## WRITTEN PROBLEM 1
In the seminar descriptions, how much garbage does the EPA estimate each of us generates per day?

## SOURCE PASSAGE
What’s for Dinner?: Farm to the Table and Everything in Between
Seminar led by Professor Dan Alsop

Let’s be honest, most of us have little idea about the process it entails for food to reach our table. Still, that hasn’t stopped us from blissfully gobbling down the Big Mac with a large Coke, right? It’s time that we investigate, examine, and, yes, digest all tenets of the U.S. culture of food to become more informed food consumers and critics. We will do this by looking at the system of agricultural production, food processing, governing politics and economics, environmental and animal ethics, and the safety and health of its consumers. Expect to engage with readings (both fiction and non-fiction) and view documentaries that bring the issues to light. Furthermore, we will participate in the following activities: local farm tours, visits to farmers' markets, as well as a healthy cooking workshop. In the end, we should have enough understanding of the food system to say “Bon Appetit” and mean it.

Wasted: A Trek through Trash and Treasure
Seminar led by Dr. Michelle Marasco

From Mount Trashmore to the Great Pacific Garbage Patch, it is clear that we are a trashy bunch of people. The EPA estimates that each of us generates over 5 pounds of garbage a day that contributes to the pollution our land, air, and water. In this course, we will explore the meaning and causes of wastefulness. In addition, we will investigate the environmental and societal costs of poor stewardship of our resources.  Through our analysis of diverse types of media and field trips to waste processing facilities, we will unearth the complexities of waste in our society.  Our journey will culminate with proposed solutions to combat the culture of waste and solve the problems and inequities that it creates.

## WRITTEN PROBLEM 2
In the records, reproduce verbatim the lines from the one containing "Segment the second" up to and including the one containing "Provide the mask of the second story window.".

## EXERCISE MATERIAL
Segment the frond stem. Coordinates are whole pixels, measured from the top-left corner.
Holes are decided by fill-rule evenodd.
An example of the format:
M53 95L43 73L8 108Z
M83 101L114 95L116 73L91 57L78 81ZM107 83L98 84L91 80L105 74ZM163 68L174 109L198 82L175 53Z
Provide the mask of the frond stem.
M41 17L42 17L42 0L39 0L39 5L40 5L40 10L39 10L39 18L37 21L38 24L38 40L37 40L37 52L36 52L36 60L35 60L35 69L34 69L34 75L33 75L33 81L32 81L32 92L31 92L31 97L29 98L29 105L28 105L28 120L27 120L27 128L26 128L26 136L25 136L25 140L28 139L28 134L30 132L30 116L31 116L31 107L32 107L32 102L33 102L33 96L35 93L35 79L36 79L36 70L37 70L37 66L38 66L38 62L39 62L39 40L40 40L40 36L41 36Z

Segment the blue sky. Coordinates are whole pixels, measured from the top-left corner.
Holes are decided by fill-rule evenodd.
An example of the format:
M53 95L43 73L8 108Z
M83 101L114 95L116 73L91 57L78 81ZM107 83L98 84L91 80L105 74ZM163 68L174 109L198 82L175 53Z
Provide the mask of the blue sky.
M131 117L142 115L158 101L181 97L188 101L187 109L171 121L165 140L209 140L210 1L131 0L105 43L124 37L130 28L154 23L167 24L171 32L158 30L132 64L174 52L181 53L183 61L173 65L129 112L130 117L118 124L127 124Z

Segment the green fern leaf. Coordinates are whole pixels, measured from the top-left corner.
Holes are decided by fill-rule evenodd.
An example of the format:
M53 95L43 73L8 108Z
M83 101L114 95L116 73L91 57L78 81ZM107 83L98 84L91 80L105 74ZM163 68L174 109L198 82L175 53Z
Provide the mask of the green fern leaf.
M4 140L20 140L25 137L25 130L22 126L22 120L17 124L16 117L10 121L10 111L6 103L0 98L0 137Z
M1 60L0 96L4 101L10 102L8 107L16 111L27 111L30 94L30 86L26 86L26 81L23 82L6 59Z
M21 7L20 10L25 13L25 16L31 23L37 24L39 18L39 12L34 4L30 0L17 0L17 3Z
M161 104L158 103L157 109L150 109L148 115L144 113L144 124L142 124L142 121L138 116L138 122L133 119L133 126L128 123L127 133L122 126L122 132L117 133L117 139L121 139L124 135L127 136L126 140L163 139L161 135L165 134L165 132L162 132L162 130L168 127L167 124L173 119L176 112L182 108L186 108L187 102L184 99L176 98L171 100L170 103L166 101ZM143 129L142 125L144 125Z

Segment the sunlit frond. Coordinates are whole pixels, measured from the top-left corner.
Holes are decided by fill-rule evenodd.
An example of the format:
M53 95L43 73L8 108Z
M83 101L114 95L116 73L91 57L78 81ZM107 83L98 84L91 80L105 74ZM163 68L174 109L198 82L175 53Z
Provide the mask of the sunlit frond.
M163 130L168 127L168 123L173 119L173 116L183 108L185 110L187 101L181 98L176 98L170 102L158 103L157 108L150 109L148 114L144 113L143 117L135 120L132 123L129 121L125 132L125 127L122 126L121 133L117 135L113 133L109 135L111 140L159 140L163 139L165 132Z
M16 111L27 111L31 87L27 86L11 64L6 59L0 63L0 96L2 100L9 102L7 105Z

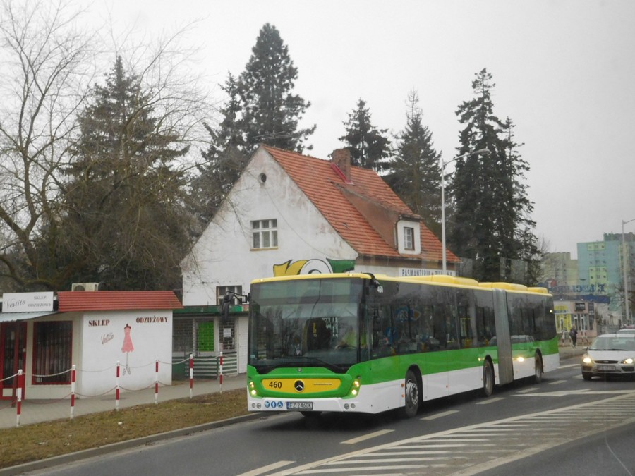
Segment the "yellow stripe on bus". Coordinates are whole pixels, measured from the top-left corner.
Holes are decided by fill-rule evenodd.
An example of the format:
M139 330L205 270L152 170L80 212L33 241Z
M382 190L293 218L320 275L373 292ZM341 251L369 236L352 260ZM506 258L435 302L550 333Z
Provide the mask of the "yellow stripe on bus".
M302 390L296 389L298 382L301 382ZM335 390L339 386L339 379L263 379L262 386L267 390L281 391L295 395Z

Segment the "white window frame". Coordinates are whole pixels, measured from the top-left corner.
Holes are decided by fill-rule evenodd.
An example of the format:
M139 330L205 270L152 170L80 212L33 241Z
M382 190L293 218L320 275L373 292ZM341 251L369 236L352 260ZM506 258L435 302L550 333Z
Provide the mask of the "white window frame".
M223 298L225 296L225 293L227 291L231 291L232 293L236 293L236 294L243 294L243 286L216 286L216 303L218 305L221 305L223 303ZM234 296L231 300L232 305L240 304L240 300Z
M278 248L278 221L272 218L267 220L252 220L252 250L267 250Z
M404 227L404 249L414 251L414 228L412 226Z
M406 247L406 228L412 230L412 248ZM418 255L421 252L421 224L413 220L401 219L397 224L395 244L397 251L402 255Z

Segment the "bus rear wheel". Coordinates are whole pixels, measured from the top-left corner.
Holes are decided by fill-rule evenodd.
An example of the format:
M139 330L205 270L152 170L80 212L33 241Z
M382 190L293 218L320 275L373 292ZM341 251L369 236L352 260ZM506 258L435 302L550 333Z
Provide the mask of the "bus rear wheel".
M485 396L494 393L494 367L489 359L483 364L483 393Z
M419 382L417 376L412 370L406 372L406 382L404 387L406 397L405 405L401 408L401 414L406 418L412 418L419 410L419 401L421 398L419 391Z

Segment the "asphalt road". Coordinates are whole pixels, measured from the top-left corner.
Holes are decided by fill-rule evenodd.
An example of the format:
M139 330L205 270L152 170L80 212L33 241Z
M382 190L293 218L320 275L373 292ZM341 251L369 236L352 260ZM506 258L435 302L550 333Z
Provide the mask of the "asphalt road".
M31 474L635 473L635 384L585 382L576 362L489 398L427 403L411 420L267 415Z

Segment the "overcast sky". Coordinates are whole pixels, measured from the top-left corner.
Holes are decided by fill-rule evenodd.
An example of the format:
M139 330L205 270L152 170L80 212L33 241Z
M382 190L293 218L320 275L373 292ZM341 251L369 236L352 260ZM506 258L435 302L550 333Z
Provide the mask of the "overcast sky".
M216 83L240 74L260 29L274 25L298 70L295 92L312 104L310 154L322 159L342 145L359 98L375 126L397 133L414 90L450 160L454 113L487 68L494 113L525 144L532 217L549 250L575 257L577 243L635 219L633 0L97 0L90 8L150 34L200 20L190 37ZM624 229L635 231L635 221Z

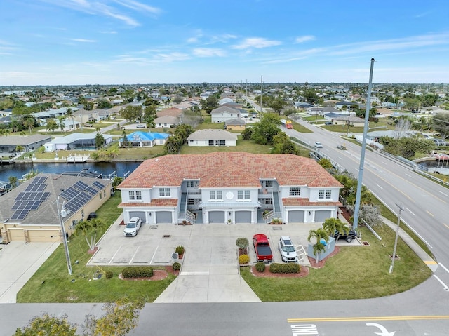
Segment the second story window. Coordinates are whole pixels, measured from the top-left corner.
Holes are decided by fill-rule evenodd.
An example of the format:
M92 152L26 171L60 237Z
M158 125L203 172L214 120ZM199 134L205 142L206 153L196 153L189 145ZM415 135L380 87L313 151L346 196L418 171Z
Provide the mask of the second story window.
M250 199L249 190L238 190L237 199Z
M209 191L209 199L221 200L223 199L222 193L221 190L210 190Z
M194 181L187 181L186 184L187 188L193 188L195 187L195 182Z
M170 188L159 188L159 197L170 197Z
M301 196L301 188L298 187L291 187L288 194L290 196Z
--
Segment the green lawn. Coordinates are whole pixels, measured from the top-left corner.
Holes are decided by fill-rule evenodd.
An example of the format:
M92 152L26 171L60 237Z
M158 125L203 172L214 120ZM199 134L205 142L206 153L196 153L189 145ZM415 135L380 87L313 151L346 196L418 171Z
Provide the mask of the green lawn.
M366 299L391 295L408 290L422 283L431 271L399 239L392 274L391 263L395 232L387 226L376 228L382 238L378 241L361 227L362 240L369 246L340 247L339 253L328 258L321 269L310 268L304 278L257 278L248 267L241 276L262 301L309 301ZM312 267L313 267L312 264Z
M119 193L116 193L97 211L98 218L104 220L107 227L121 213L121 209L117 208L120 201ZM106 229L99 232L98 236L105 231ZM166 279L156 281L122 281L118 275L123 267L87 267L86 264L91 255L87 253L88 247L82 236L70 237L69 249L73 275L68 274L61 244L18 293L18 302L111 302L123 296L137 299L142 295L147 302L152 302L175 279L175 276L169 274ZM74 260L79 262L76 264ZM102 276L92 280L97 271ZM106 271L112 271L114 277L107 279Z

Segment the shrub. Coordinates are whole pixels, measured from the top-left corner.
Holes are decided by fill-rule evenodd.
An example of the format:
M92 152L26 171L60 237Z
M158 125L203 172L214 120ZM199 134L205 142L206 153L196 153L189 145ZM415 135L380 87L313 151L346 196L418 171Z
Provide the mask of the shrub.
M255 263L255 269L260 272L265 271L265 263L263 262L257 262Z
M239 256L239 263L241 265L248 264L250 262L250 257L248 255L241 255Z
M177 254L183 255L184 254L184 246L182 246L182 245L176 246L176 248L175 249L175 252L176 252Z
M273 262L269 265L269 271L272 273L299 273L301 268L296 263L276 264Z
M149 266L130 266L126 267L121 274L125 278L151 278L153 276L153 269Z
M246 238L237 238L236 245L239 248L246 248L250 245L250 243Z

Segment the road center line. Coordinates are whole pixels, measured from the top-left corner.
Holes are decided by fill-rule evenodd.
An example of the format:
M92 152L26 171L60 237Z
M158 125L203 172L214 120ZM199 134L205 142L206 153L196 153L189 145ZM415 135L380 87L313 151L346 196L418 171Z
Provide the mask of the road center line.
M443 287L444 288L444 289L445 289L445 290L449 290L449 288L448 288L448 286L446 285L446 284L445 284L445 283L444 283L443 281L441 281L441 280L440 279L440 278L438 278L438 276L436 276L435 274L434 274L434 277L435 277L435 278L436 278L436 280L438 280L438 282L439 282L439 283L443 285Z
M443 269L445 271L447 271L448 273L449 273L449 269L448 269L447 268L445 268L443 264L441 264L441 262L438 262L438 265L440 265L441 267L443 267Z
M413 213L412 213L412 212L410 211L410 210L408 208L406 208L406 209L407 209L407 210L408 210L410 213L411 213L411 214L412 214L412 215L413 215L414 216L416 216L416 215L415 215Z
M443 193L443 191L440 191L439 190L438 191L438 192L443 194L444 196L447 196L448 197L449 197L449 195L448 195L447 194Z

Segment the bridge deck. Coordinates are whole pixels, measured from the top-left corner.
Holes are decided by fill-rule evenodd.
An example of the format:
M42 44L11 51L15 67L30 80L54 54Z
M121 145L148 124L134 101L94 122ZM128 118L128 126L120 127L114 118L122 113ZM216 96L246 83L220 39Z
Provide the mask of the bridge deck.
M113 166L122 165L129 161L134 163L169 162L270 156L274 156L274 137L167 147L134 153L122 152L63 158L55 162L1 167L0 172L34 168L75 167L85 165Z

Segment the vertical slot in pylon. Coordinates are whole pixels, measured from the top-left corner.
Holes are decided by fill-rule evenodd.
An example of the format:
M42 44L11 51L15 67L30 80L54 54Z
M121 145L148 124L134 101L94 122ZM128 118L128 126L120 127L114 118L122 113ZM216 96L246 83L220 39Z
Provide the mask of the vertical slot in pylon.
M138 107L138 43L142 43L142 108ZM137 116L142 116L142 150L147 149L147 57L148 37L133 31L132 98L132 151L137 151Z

## FULL OUTPUT 1
Over 5 pounds a day.

## FULL OUTPUT 2
Segment the second story window. Coordinates are whole pixels, measured from the top-left corner.
Holes are decided by fill-rule evenodd.
An example of the format:
M92 152L26 171L60 237Z
M158 125L203 172L214 120ZM199 134L205 142L206 153L196 153L189 145ZM415 135L380 87L313 151L346 196L418 171Z
Provide the mask of the second story window.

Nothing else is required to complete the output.